Texte à lire:
La parole ayant été donnée, après les conclusions, à la SARL Thouvenin, Coudray, Grevy, avocat de la Société Sumitomo Chemical Agro Europe, au Cabinet François Pinet, avocat de l'agence nationale de sécurité sanitaire de l'alimentation, de l'environnement et du travail et à la SCP Piwnica et Molinié, avocat de la société Cera sas france ;


Considérant ce qui suit :

1. Il ressort des pièces du dossier soumis aux juges du fond que la société Sumitomo Chemical Agro Europe commercialise un produit biocide destiné à lutter contre les moustiques, dénommé " Vectobac ", dont la substance active est le Bacillus Thuringiensis israelensis, sérotype H14, souche AM65-52 (BtiAM65-52), substance qui a été inscrite par la directive n° 2011/78/UE du 20 septembre 2011 sur la liste des substances actives de l'annexe I de la directive n° 98/8/CE du 16 février 1998 concernant la mise sur le marché des produits biocides, remplacée depuis le 1er septembre 2013 par le règlement (UE) n° 528/2012 du 22 mai 2012 concernant la mise à disposition sur le marché et l'utilisation des produits biocides. La société Compagnie européenne de réalisations antiparasitaires (CERA) a déposé le 30 août 2013 auprès de l'administration des demandes d'autorisation de mise sur le marché national de trois produits biocides ayant la même finalité, dénommés " Aquabac XT ", " Aquabac DF3000 " et " Aquabac200G ", dont la substance active est le même bacille de même sérotype, mais dont la souche est BMP 144 (Bti-BMP 144), laquelle n'est pas inscrite sur la liste des substances autorisées au niveau européen. Ces autorisations ont été délivrées par trois décisions de l'Agence nationale de sécurité sanitaire de l'alimentation, de l'environnement et du travail (ANSES) du 19 août 2019, sur le fondement d'un rapport d'évaluation qui conclut à l'équivalence technique des substances actives Bti-BMP 144 et Bti-AM65-52. La société requérante, qui conteste cette équivalence technique, a demandé à l'ANSES de lui communiquer ce rapport d'évaluation. Par un courriel du 9 avril 2021, l'ANSES a transmis les pages 1, 2 et 23, correspondant à la page de garde, au sommaire et à une conclusion sous forme de tableau, mais a refusé la communication des autres parties, au motif qu'elles comportent des informations techniques couvertes par le secret des affaires.

Données fournies:
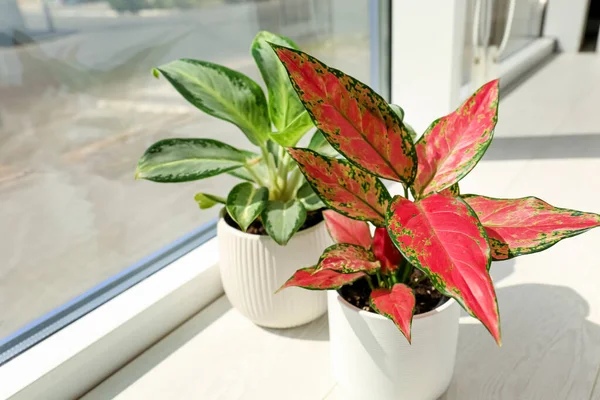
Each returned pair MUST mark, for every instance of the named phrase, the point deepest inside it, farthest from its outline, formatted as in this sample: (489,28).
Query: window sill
(116,332)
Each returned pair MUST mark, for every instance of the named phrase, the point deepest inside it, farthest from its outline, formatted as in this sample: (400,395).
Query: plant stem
(406,272)
(420,279)
(257,178)
(270,162)
(292,183)
(379,279)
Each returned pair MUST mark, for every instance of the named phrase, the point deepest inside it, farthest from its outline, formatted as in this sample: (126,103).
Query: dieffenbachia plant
(273,190)
(452,238)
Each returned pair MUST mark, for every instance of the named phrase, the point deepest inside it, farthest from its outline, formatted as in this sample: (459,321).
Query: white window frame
(75,359)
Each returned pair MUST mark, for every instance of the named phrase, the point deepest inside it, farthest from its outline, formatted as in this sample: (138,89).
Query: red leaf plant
(449,237)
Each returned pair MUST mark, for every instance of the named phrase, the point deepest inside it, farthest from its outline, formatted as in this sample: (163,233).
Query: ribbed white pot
(253,267)
(373,360)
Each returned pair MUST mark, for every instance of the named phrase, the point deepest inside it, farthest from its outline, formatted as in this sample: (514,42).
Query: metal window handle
(509,21)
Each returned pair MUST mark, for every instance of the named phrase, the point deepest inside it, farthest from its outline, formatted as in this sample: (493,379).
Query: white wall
(10,18)
(565,21)
(427,48)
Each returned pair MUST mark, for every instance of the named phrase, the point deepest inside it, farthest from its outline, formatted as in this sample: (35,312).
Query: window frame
(46,358)
(173,287)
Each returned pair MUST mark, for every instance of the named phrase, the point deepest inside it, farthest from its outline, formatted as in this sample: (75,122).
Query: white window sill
(550,325)
(78,357)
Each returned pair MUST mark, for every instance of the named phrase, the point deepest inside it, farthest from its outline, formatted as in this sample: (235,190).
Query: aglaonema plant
(274,191)
(452,238)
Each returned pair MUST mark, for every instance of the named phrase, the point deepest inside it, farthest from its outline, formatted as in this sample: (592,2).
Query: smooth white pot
(373,360)
(253,267)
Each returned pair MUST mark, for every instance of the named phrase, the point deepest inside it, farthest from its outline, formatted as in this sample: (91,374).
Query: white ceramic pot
(253,267)
(373,360)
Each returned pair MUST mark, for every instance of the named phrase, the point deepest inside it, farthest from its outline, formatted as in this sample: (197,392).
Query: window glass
(79,105)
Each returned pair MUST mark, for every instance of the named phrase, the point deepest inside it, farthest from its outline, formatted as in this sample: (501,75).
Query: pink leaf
(343,187)
(354,119)
(348,258)
(527,225)
(386,251)
(442,236)
(346,230)
(453,144)
(326,279)
(397,304)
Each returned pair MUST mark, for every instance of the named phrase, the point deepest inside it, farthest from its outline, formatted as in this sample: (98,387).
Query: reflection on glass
(78,106)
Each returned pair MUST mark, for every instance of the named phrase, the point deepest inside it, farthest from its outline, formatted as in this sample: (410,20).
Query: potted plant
(272,220)
(432,247)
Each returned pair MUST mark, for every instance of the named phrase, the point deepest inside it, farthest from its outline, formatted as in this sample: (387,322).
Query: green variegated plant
(441,235)
(273,189)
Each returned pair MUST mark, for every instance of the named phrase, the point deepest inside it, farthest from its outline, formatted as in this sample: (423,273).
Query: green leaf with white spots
(290,136)
(399,111)
(309,199)
(245,203)
(222,93)
(281,220)
(259,169)
(206,200)
(182,160)
(319,144)
(284,105)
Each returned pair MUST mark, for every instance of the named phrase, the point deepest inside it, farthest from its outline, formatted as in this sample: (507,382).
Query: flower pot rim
(254,236)
(367,314)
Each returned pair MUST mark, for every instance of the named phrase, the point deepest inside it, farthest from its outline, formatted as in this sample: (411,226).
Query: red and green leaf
(397,304)
(442,236)
(343,187)
(527,225)
(386,251)
(354,119)
(347,230)
(452,191)
(453,144)
(348,258)
(309,278)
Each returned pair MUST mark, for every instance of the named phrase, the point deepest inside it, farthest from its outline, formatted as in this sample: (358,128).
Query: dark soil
(427,298)
(257,228)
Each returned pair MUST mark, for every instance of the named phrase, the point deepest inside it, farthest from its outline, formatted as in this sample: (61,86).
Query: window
(79,105)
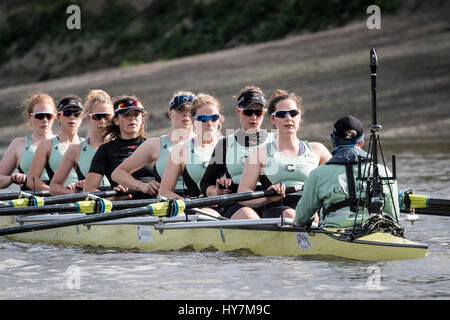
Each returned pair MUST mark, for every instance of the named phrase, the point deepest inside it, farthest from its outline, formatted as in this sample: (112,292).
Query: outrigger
(158,224)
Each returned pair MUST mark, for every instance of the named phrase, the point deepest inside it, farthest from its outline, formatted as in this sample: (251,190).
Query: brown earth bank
(328,69)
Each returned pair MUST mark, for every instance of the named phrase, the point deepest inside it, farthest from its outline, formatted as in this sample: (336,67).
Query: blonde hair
(94,97)
(29,103)
(279,95)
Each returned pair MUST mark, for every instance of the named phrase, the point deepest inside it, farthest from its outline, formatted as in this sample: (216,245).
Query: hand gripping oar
(173,206)
(33,200)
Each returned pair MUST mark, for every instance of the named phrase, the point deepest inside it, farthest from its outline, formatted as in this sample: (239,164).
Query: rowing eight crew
(193,159)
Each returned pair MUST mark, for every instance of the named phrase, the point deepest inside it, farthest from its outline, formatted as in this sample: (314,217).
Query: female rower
(49,153)
(287,161)
(40,112)
(99,110)
(124,133)
(190,158)
(155,151)
(334,187)
(227,162)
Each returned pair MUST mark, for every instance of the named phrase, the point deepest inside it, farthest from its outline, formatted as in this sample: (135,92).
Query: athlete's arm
(40,160)
(321,152)
(68,162)
(174,168)
(10,162)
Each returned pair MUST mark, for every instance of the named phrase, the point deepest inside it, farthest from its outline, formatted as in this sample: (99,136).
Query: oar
(87,206)
(155,209)
(427,211)
(410,200)
(19,194)
(21,202)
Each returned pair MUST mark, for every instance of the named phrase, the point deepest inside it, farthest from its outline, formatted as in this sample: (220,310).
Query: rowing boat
(265,237)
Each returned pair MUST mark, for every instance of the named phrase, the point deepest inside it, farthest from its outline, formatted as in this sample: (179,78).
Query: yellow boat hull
(259,241)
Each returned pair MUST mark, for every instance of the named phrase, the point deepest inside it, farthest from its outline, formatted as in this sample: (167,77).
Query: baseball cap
(346,123)
(69,103)
(126,105)
(249,98)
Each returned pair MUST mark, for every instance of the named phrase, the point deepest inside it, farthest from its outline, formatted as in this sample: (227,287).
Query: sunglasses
(42,115)
(251,112)
(69,113)
(283,113)
(178,101)
(99,116)
(129,104)
(206,117)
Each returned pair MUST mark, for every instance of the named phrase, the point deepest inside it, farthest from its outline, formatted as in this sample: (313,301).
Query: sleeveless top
(84,162)
(54,161)
(237,153)
(196,163)
(288,170)
(165,148)
(27,158)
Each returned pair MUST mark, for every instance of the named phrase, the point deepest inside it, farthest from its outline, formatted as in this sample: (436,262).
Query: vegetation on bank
(121,32)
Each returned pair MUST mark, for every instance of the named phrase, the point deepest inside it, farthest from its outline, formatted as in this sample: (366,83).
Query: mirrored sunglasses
(283,113)
(99,116)
(68,113)
(129,104)
(207,117)
(43,115)
(178,101)
(251,112)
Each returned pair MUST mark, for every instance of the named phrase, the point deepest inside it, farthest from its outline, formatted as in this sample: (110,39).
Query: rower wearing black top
(125,133)
(224,171)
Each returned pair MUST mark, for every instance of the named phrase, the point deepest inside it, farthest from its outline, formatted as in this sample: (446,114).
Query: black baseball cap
(249,98)
(126,105)
(346,123)
(69,103)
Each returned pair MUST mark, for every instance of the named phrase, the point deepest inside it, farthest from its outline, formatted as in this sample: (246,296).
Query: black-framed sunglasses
(251,112)
(178,101)
(43,115)
(68,113)
(207,117)
(100,115)
(283,113)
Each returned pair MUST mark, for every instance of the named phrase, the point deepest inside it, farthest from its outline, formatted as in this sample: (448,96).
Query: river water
(40,271)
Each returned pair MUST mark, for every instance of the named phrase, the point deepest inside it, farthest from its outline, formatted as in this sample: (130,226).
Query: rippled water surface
(39,271)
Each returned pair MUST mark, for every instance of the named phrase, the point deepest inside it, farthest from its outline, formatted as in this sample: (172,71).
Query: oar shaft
(234,197)
(13,195)
(72,207)
(98,217)
(428,211)
(75,221)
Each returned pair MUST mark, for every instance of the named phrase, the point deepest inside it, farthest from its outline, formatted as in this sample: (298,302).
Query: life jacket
(347,156)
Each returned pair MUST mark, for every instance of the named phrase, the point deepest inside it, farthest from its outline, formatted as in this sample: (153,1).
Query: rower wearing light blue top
(155,151)
(77,159)
(165,148)
(49,153)
(39,112)
(27,158)
(55,158)
(224,171)
(190,159)
(285,162)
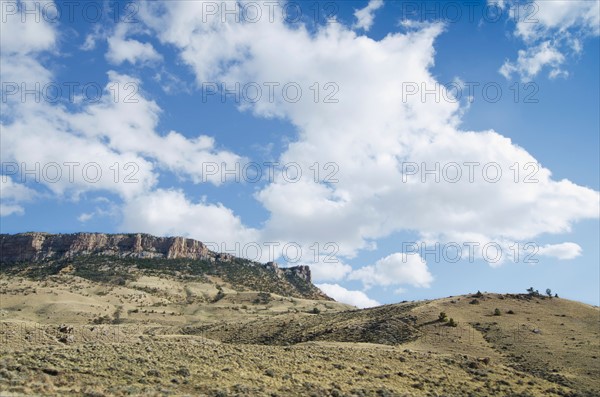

Votre objectif:
Répondez à ces questions d'après le texte à lire.
(a) À quelle date la société CERA a-t-elle déposé ses demandes d'autorisation de mise sur le marché ?
(b) Quelle est la souche de la substance active des produits « Aquabac » ?
(c) Pour quel motif l'ANSES a-t-elle refusé de communiquer les autres parties du rapport d'évaluation ?

Votre réponse:
(a) Le 30 août 2013.
(b) La souche BMP 144 (Bti-BMP 144).
(c) Ces parties comportent des informations techniques couvertes par le secret des affaires.